* [What this task involves]: Select every line of the listing that contains the word "halfway", treating uppercase and lowercase letters as different.

____

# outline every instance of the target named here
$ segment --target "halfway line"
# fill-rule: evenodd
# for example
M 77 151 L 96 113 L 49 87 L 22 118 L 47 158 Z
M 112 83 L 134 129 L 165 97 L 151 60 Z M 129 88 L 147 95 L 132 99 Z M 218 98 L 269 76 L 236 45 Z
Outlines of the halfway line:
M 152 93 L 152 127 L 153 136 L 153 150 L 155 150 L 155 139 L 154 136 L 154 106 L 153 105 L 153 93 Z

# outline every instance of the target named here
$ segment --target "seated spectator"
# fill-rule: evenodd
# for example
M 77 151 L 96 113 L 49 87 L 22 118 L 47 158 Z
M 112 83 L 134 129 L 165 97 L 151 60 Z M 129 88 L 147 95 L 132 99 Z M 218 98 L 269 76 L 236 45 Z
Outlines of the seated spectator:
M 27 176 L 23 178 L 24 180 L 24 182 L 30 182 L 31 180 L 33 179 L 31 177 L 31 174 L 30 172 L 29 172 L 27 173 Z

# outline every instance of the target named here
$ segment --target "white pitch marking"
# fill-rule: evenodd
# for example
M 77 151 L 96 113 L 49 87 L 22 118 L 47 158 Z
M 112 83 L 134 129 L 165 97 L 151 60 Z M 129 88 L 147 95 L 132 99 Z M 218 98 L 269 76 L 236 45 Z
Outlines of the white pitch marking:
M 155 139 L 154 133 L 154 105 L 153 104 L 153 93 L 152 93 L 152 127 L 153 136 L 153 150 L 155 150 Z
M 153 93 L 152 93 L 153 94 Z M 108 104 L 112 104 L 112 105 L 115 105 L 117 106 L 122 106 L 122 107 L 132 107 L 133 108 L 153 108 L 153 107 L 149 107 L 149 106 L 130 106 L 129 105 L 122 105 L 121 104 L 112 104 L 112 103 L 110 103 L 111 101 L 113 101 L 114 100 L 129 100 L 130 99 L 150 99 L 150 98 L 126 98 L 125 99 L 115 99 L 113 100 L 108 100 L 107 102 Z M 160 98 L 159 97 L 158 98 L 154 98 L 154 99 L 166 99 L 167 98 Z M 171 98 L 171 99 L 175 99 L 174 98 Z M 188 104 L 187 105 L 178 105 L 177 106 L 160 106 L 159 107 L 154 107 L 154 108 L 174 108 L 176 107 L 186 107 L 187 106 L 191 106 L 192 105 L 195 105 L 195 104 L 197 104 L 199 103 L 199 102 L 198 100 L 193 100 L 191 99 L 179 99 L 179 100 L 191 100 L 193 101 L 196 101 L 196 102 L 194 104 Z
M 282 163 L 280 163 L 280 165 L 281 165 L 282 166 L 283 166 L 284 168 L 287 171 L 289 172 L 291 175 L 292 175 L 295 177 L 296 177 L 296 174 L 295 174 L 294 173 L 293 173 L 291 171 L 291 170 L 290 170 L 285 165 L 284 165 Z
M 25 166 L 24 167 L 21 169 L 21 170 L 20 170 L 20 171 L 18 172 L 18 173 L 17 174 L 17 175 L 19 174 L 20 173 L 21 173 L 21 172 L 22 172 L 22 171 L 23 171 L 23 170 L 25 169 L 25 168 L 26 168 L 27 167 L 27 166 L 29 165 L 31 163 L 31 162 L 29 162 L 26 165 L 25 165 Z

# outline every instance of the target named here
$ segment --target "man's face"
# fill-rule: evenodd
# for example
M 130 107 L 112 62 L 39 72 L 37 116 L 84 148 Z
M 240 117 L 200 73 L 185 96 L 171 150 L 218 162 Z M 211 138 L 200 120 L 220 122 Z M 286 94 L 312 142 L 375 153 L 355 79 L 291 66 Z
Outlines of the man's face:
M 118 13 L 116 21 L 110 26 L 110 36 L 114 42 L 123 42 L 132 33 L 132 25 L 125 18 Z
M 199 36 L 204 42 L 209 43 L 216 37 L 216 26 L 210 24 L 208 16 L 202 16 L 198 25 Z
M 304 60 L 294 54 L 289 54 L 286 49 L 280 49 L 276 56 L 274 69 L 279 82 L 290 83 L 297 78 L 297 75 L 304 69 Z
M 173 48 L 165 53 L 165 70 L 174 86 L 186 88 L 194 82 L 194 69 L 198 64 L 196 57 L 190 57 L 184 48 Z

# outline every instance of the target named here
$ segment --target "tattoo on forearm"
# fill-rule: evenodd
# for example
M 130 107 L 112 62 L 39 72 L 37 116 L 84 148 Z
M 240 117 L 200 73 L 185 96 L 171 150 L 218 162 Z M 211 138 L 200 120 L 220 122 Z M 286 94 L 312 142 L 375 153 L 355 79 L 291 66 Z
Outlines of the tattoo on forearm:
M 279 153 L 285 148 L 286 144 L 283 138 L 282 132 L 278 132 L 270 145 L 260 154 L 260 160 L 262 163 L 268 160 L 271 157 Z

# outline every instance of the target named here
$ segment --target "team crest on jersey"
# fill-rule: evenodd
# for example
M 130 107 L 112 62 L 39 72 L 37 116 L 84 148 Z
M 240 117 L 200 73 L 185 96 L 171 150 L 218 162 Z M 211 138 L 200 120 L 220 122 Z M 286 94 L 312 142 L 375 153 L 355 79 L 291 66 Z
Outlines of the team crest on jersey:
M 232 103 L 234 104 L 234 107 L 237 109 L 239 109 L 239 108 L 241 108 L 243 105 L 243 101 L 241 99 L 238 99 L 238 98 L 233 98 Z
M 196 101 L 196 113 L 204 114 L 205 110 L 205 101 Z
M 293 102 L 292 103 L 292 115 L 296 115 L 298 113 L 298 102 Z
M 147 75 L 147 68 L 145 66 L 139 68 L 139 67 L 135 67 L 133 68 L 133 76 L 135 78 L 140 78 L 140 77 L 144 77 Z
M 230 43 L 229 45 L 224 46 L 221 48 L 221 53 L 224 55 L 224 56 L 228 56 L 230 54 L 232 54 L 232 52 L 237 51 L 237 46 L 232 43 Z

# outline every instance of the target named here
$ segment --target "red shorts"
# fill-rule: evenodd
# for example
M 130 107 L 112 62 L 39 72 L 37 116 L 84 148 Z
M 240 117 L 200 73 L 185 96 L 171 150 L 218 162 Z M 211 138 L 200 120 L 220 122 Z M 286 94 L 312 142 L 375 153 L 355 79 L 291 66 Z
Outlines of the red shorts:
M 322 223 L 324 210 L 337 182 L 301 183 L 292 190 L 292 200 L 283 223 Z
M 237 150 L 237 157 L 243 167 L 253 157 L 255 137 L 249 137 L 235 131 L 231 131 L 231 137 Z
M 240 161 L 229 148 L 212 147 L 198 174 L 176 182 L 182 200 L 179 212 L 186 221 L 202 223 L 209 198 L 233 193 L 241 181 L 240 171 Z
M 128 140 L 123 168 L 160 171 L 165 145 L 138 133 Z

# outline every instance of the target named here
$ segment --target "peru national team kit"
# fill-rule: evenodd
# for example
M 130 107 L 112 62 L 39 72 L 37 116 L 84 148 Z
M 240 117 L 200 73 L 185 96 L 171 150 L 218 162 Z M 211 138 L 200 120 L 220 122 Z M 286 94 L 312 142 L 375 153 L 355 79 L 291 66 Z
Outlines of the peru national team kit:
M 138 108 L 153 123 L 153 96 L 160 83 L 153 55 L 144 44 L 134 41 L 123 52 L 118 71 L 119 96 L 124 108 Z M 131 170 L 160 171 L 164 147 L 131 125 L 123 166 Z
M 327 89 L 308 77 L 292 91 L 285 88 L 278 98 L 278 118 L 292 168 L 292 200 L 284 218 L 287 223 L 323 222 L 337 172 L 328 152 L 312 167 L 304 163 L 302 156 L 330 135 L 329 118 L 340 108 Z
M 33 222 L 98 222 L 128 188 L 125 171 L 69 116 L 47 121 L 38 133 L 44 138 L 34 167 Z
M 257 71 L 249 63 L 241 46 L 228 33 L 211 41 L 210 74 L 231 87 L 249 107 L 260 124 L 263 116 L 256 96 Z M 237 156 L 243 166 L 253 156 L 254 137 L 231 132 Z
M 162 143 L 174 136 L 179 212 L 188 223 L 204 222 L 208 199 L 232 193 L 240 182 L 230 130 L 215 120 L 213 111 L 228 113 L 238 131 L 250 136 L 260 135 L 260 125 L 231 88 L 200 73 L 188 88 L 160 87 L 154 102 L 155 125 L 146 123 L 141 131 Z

____

* [Exercise solution]:
$ segment --target "halfway line"
Outlines of the halfway line:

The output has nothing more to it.